Task goal
Show each line below that contains the string "positive", copying it in full.

Stored data
§

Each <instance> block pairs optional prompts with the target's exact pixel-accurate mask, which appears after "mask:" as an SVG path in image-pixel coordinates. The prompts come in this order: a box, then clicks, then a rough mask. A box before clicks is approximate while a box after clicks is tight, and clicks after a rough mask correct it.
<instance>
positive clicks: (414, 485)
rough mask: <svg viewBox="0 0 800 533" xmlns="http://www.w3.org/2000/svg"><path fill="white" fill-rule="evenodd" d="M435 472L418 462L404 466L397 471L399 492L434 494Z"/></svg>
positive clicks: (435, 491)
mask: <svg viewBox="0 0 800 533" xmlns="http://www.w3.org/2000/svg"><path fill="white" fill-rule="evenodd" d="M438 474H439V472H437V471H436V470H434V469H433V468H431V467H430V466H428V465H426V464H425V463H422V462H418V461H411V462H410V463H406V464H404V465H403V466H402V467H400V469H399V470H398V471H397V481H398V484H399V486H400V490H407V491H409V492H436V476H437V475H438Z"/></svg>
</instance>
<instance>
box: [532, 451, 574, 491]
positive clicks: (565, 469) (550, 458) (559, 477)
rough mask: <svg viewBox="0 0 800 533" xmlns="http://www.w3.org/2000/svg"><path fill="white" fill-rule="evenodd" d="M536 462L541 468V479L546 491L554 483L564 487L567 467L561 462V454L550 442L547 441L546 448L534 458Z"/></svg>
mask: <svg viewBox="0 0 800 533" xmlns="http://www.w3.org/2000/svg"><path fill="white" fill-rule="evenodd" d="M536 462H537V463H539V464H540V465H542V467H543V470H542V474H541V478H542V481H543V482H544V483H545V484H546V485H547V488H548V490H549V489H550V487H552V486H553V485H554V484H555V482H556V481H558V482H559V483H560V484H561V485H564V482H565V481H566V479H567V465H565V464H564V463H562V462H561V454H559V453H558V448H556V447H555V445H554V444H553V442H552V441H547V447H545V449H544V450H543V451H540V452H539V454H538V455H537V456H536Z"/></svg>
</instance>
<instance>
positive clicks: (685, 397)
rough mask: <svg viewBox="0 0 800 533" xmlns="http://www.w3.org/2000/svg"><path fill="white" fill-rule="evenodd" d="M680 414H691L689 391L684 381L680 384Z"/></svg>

§

Task result
positive clicks: (414, 485)
positive clicks: (435, 491)
positive clicks: (565, 469) (550, 458) (559, 477)
positive clicks: (685, 397)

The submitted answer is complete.